:: Task A ::
In the medication adherence abstract, write out the text from "Conclusions: This qualitative" up to and including "better medication adherence.", replacing "existing contacts" with "established relationships".
:: Task B ::
Answer these questions from the medication adherence abstract:
(i) Which databases were searched?
(ii) How many studies made it into the final analysis?
(iii) Studies with participants of what age were excluded?
:: Task C ::
What are the main facts of the paragraph in the medication adherence abstract that begins "Methods: Articles were included"? Give them as a list.

:: Source passage ::
*****

Objectives: To evaluate the association between social support and medication adherence.
Study design: A search of articles published before November 2010 in peer-reviewed, healthcare-related journals was conducted using PubMed, EMBASE, and Web of Science, and search terms related to social support (social support OR friend OR family OR agency) and adherence (patient compliance OR medication adherence), yielding 5331 articles.
Methods: Articles were included if they directly measured the relationship between medication adherence and some form of social support. Excluded were case studies, studies with participants < 18 years of age, and non-English language studies. Four social support categories were reported: structural, practical, emotional, and combination. Medication adherence was reported in the manner in which it was described in each study.
Results: Fifty studies were included in the final analysis. A greater degree of practical support was most consistently associated with greater adherence to medication; evidence for structural or emotional support was less compelling. However, most studies were limited in size and design, and substantial variability in designs and outcome measurement prohibited pooling of results, necessitating qualitative evaluation of the studies.
Conclusions: This qualitative analysis found that practical social support was most consistently associated with greater medication adherence. Interventions that use existing contacts (friends or family) to engage patients in the mundane and practical aspects of medication purchasing and administration may be an effective approach to promoting better medication adherence.

*****

(Items from a data source)

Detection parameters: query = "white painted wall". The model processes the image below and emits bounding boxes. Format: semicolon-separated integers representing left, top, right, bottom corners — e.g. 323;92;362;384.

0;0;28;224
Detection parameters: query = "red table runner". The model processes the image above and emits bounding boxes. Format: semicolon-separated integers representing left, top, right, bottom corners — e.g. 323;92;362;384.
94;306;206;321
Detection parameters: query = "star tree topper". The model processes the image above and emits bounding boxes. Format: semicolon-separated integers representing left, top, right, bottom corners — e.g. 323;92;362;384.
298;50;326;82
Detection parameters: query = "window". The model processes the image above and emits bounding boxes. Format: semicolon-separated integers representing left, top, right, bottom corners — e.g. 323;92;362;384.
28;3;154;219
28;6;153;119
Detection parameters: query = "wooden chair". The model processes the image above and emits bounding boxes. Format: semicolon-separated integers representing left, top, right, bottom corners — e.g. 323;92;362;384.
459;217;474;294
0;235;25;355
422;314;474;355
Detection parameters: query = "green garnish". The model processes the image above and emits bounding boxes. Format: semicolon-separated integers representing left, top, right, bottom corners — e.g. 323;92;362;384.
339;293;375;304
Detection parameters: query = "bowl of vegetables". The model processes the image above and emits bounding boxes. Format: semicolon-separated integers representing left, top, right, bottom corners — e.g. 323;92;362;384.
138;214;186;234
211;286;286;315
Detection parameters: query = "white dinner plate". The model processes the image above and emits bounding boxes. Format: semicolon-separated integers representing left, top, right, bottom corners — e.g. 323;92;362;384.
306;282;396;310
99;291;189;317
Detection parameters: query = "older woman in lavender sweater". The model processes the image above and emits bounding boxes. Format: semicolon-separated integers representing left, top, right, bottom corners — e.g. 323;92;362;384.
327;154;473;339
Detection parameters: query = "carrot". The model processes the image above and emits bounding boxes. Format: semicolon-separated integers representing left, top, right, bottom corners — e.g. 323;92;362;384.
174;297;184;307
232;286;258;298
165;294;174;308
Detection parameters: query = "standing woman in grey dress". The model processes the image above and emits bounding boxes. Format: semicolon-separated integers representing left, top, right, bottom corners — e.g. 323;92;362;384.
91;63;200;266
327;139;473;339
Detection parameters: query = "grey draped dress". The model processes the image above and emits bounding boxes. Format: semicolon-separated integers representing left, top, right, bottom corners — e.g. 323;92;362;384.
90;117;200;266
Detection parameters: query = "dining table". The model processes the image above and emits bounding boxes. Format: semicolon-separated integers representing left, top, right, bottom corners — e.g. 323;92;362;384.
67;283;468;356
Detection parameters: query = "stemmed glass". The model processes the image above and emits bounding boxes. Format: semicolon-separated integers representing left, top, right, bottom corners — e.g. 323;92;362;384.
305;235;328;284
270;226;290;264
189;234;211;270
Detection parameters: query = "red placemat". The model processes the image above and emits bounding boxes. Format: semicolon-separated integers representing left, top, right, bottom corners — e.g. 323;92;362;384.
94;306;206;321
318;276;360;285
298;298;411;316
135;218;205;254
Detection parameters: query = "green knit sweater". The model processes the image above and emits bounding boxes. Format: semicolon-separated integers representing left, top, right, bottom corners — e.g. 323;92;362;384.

*****

:: Written reply A ::
Conclusions: This qualitative analysis found that practical social support was most consistently associated with greater medication adherence. Interventions that use established relationships (friends or family) to engage patients in the mundane and practical aspects of medication purchasing and administration may be an effective approach to promoting better medication adherence.

:: Written reply B ::
(i) PubMed, EMBASE, and Web of Science
(ii) Fifty
(iii) Under 18 years of age

:: Written reply C ::
- Included: articles that directly measured the relationship between medication adherence and some form of social support
- Excluded: case studies, studies with participants under 18, and non-English studies
- Social support categories reported: structural, practical, emotional, and combination
- Medication adherence reported as each study described it